Records to use Block Start

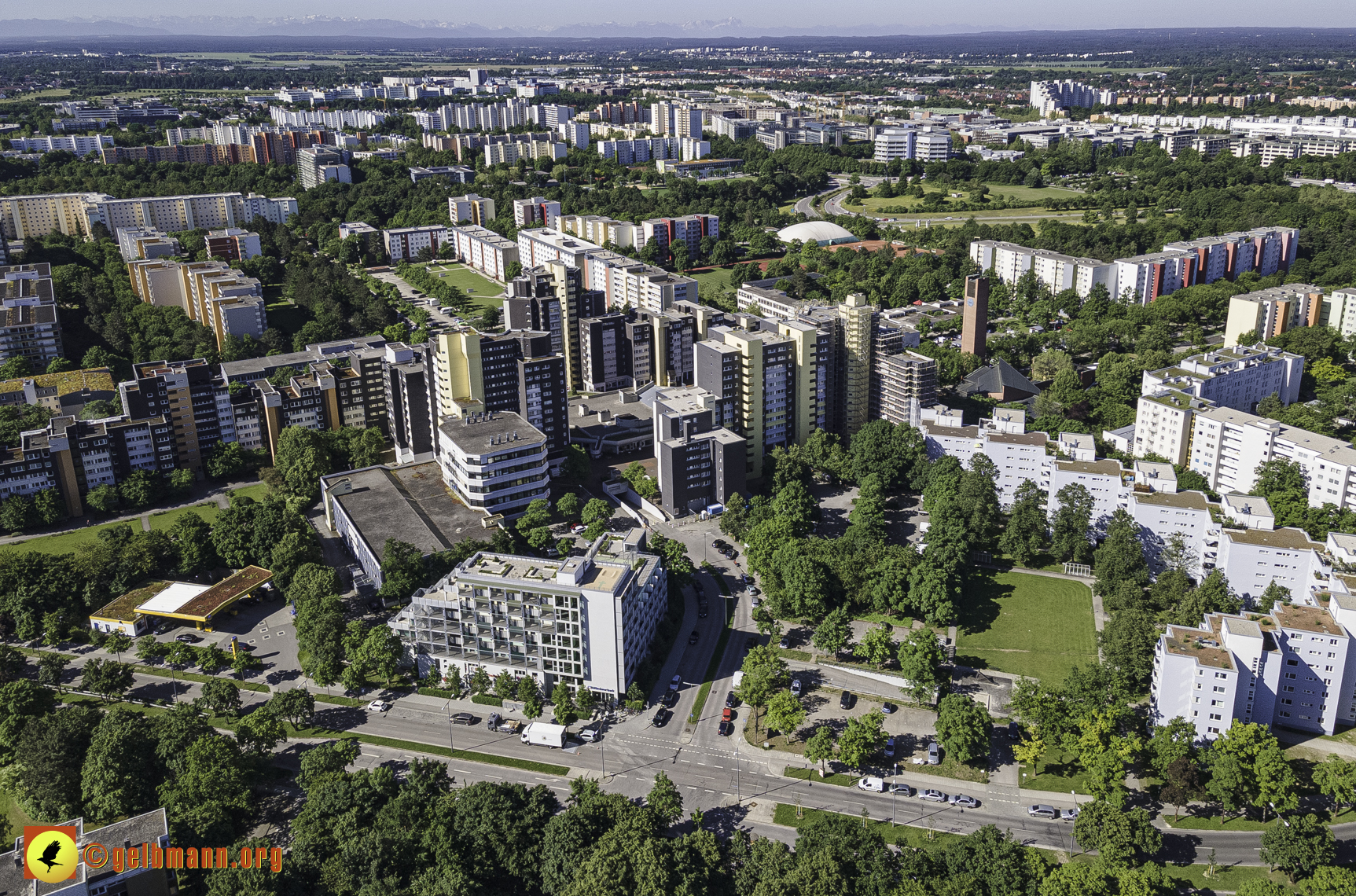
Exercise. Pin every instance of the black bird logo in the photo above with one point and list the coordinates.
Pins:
(50, 854)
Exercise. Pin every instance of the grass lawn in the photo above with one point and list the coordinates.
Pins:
(901, 834)
(167, 518)
(1027, 625)
(482, 290)
(1055, 773)
(68, 542)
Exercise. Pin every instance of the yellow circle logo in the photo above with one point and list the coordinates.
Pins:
(52, 856)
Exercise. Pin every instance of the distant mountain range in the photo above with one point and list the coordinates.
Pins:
(330, 26)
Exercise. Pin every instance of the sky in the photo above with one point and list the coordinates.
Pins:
(890, 15)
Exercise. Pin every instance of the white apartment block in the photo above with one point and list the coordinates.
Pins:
(472, 209)
(586, 621)
(1292, 669)
(494, 461)
(1236, 377)
(536, 211)
(484, 250)
(1227, 445)
(1270, 312)
(1058, 271)
(537, 246)
(79, 145)
(1163, 514)
(1019, 456)
(404, 244)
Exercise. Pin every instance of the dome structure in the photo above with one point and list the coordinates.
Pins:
(821, 232)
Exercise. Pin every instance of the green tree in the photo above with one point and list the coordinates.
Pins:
(819, 748)
(1070, 525)
(119, 769)
(665, 799)
(1024, 536)
(220, 697)
(1299, 847)
(834, 633)
(921, 659)
(963, 727)
(1120, 838)
(785, 714)
(860, 740)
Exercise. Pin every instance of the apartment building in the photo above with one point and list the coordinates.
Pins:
(536, 211)
(1271, 312)
(484, 250)
(689, 230)
(1009, 262)
(404, 244)
(1019, 456)
(1236, 377)
(586, 621)
(454, 174)
(138, 243)
(699, 464)
(494, 461)
(29, 323)
(1292, 667)
(902, 385)
(231, 244)
(513, 372)
(471, 209)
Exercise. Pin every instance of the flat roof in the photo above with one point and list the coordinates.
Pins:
(123, 609)
(200, 604)
(1288, 538)
(409, 503)
(1195, 501)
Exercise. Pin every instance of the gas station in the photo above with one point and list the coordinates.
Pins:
(134, 613)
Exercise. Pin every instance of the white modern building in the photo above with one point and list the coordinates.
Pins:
(1236, 377)
(587, 621)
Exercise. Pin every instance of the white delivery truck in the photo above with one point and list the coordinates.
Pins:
(540, 733)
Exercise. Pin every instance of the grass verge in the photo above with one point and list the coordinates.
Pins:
(898, 834)
(811, 774)
(712, 667)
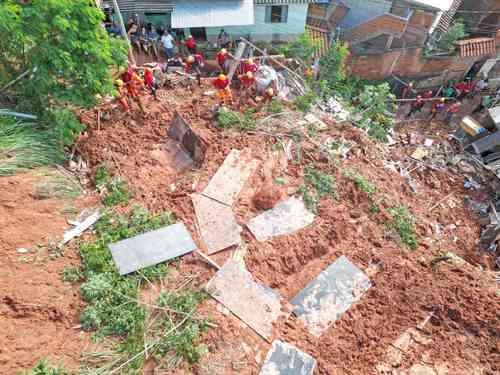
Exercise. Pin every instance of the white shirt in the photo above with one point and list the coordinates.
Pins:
(167, 41)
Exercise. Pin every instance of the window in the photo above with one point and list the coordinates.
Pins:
(276, 13)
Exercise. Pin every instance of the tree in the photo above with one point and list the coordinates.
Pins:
(65, 47)
(455, 32)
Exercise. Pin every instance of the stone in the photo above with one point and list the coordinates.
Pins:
(218, 227)
(151, 248)
(286, 359)
(285, 218)
(255, 304)
(329, 295)
(230, 178)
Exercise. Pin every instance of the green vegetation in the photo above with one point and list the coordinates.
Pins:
(304, 102)
(43, 367)
(24, 146)
(455, 32)
(361, 182)
(303, 47)
(402, 224)
(116, 191)
(167, 328)
(317, 185)
(230, 119)
(57, 185)
(375, 103)
(72, 274)
(65, 58)
(275, 106)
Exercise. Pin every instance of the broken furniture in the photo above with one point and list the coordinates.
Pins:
(285, 218)
(150, 248)
(329, 295)
(255, 304)
(286, 359)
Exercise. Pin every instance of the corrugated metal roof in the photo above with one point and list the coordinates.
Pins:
(212, 13)
(134, 6)
(477, 47)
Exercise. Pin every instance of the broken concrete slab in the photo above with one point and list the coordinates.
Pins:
(151, 248)
(286, 359)
(285, 218)
(255, 304)
(181, 131)
(218, 227)
(329, 295)
(81, 227)
(229, 179)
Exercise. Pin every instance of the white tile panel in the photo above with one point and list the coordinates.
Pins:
(212, 13)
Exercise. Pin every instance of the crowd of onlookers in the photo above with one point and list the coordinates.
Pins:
(447, 101)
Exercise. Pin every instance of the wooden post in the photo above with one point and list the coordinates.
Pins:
(124, 31)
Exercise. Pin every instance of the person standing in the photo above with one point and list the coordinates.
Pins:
(167, 40)
(223, 39)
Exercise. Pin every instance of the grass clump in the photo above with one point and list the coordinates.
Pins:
(402, 224)
(361, 182)
(166, 328)
(43, 367)
(115, 190)
(71, 274)
(317, 185)
(24, 146)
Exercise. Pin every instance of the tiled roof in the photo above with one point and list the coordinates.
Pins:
(476, 47)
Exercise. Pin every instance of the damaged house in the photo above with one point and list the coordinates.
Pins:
(393, 38)
(259, 20)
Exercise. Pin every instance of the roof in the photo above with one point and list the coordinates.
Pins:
(477, 47)
(215, 13)
(442, 5)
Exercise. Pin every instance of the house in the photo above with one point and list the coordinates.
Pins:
(259, 20)
(390, 38)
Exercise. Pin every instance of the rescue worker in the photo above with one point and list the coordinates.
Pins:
(149, 81)
(191, 44)
(416, 105)
(248, 82)
(437, 107)
(222, 56)
(193, 64)
(122, 95)
(250, 66)
(221, 83)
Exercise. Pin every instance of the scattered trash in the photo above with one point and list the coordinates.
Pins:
(81, 227)
(285, 359)
(229, 179)
(218, 227)
(285, 218)
(151, 248)
(329, 295)
(255, 304)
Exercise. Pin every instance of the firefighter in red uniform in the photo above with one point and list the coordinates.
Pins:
(222, 56)
(250, 66)
(221, 83)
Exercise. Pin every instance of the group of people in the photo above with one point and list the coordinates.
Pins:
(448, 100)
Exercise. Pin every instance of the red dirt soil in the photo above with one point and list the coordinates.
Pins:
(38, 311)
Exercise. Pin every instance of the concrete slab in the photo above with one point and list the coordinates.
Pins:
(255, 304)
(229, 179)
(286, 359)
(218, 227)
(329, 295)
(151, 248)
(285, 218)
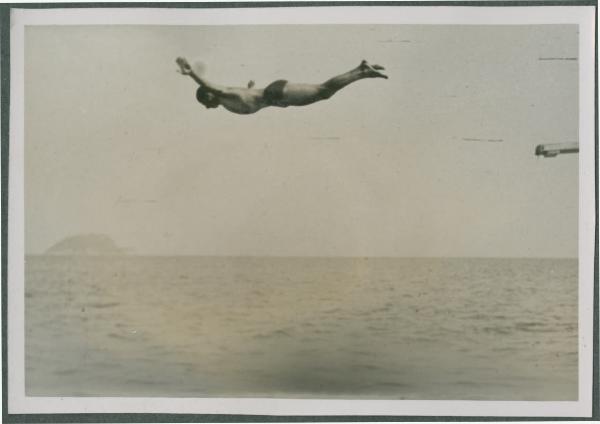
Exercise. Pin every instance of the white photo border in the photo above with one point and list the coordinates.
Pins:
(584, 16)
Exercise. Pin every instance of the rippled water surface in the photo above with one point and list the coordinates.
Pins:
(494, 329)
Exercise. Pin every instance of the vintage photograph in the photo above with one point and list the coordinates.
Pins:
(344, 211)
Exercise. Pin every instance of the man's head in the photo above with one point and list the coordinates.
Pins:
(206, 98)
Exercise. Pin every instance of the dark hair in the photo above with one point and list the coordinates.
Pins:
(206, 98)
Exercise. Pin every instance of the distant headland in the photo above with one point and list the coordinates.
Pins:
(86, 244)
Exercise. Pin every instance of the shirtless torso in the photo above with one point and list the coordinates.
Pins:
(280, 93)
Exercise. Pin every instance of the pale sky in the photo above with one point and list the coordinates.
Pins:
(115, 142)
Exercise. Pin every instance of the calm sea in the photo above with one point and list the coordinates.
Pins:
(493, 329)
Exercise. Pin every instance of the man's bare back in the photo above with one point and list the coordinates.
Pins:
(280, 93)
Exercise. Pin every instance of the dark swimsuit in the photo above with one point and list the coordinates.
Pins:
(273, 93)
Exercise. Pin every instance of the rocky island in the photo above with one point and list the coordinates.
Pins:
(86, 244)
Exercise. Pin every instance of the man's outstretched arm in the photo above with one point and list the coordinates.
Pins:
(186, 69)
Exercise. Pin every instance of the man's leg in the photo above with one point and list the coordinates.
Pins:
(305, 94)
(364, 70)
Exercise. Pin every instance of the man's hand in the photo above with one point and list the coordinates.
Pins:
(184, 66)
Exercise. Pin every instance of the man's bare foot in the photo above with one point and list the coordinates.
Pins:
(372, 70)
(184, 66)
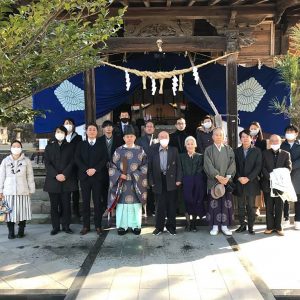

Records to use Block End

* Task to carry out:
Only lines with the word "logo" go in the answer. Take them all from the entries above.

* Completed exercise:
Exercise. Pin every instance of the black bird logo in the photo above with one point and list the coordinates.
Exercise. Pin every instance of the yellow circle logo in the photo above with one point and list the coordinates.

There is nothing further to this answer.